PROVIDED RECORDS.

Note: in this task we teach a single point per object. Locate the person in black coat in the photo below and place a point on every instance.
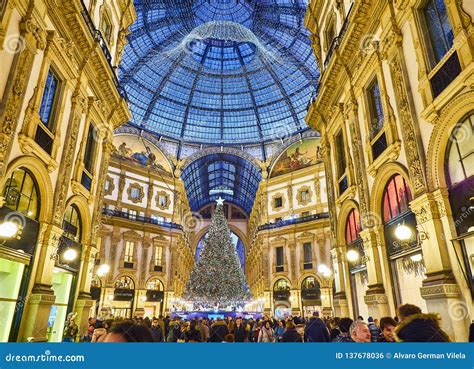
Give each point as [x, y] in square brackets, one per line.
[418, 327]
[291, 335]
[193, 334]
[156, 331]
[240, 332]
[315, 330]
[218, 331]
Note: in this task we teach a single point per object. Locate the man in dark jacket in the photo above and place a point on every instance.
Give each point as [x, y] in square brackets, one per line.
[218, 331]
[291, 335]
[240, 332]
[315, 330]
[374, 330]
[418, 327]
[156, 330]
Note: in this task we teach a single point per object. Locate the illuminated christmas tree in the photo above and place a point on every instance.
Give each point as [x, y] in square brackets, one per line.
[217, 279]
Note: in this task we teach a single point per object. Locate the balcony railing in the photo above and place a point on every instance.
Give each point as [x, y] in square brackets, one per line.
[99, 38]
[337, 40]
[283, 223]
[140, 219]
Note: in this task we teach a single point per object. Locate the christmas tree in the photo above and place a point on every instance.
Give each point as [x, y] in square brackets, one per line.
[217, 279]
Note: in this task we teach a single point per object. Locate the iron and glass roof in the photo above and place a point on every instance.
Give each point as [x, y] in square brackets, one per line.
[221, 175]
[219, 71]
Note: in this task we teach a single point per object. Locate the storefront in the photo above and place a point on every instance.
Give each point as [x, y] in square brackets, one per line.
[357, 264]
[281, 298]
[401, 241]
[154, 298]
[65, 273]
[123, 298]
[310, 296]
[22, 207]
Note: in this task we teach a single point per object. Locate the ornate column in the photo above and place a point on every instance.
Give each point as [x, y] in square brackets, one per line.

TASK OBJECTIVE. Retype every record above exactly as written, but leave out the pictures.

RESULT OF THIS TASK.
Note: in this task we teach a single point per object. Locate the person in black coat in the photo below and place a point on every instance.
Give each point as [x, y] in square brackets, one per line.
[418, 327]
[291, 335]
[193, 334]
[156, 331]
[240, 332]
[315, 330]
[218, 331]
Note: in this task we teach a single point per object. Locate the man in dark jacket in the photo above and place a point on every instance.
Give each point as [x, y] in square brackets, one per line.
[218, 331]
[291, 335]
[240, 332]
[315, 330]
[374, 330]
[418, 327]
[156, 330]
Note: in this task we teach a single point per object. Locate the illuminated christmas tree in the photo above and place a point on every instance.
Give each point as [x, y] in square brackets, one per line.
[217, 279]
Note: in this task we teach a single point per object. Locate the balcony railing in the photo above and place a point on every instance.
Give each point as [x, y] in square brackets, one per line.
[99, 38]
[337, 40]
[283, 223]
[140, 219]
Note: in this task we teach a single point per object. Locate the christmas tree in the photo above and place a point on every instance.
Give each point as [x, y] in square brackets, one per line.
[217, 279]
Note: in this task we teach a single point per object. Locate the iron and glass roof in the photo above and place a point on every instance.
Give each point as [x, y] in square brackets, one per line.
[221, 175]
[219, 71]
Note: in this task we teach a single point per object. Locate the storefront in the photo above and place a point on every instance.
Give each point as [x, y] in square brackets, one per line.
[357, 264]
[281, 298]
[401, 241]
[154, 298]
[65, 273]
[123, 298]
[310, 296]
[22, 207]
Note: in this task we teach a single point per object. Locate the ornate column in the photo above and place a point on every instance.
Give each point as [x, y] in square brackets, one per line.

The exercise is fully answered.